AIM:
Can you recast the part of the listing that opens with the line containing "beam on this photo." and closes with the line containing "<point>148,597</point>" as a numbered list, with both of those lines included, blank lines dropped, and nothing else from the listing?

AVAILABLE RECORDS:
+-------+

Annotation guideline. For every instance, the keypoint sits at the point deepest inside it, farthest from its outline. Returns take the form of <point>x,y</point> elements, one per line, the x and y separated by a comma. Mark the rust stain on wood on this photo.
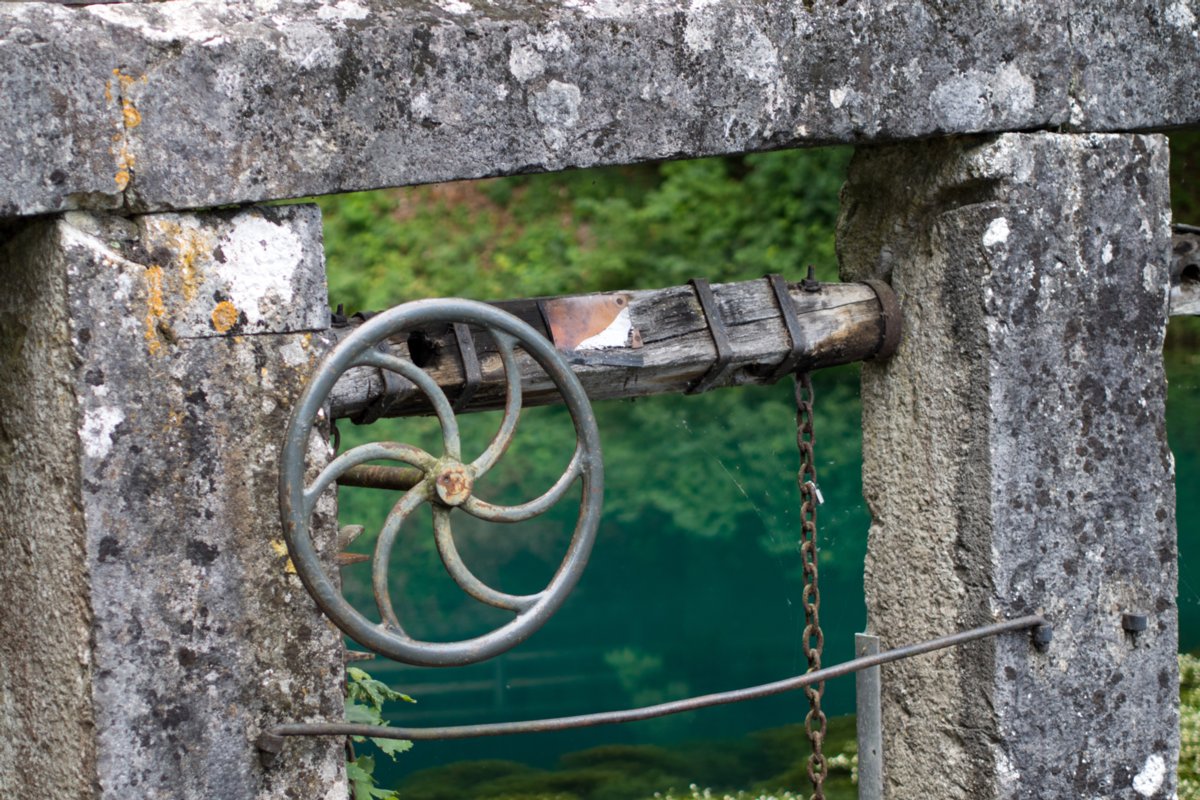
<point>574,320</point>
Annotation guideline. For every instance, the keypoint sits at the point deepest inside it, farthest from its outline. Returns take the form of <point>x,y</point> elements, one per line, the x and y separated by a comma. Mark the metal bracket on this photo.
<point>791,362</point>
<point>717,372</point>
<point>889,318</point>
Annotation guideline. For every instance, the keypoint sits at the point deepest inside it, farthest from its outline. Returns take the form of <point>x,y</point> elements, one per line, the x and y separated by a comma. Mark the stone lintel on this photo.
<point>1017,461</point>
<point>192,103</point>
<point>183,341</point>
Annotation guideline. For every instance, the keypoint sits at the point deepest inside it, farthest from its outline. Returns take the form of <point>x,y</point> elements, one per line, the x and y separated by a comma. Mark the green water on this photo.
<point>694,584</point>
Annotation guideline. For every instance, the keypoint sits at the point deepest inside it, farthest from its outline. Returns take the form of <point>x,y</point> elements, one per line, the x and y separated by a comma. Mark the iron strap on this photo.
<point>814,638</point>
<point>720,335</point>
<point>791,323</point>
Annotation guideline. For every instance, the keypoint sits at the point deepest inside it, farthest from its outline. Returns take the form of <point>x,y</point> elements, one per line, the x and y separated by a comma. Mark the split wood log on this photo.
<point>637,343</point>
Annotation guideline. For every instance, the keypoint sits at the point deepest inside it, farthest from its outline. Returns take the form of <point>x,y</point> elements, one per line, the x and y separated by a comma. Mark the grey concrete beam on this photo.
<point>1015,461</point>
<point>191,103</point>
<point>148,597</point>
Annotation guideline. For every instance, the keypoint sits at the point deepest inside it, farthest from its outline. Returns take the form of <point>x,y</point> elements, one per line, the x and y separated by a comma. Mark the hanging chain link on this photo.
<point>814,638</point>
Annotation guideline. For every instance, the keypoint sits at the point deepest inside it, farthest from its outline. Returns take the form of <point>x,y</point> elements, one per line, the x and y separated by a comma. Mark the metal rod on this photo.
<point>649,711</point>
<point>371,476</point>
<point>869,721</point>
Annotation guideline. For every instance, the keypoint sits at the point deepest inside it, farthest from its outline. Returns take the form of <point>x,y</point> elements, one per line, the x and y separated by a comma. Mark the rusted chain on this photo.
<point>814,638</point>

+-------+

ANSWER TO THIS EXERCISE:
1. Annotation guideline. For every instance, the keypoint sits at the point deepest inside it, farthest from its outline. Returns take the form of <point>x,y</point> elements, one per line, the x and y separated by a comma. Mark the grey concrete beam on this photo.
2. <point>1015,461</point>
3. <point>191,103</point>
4. <point>148,597</point>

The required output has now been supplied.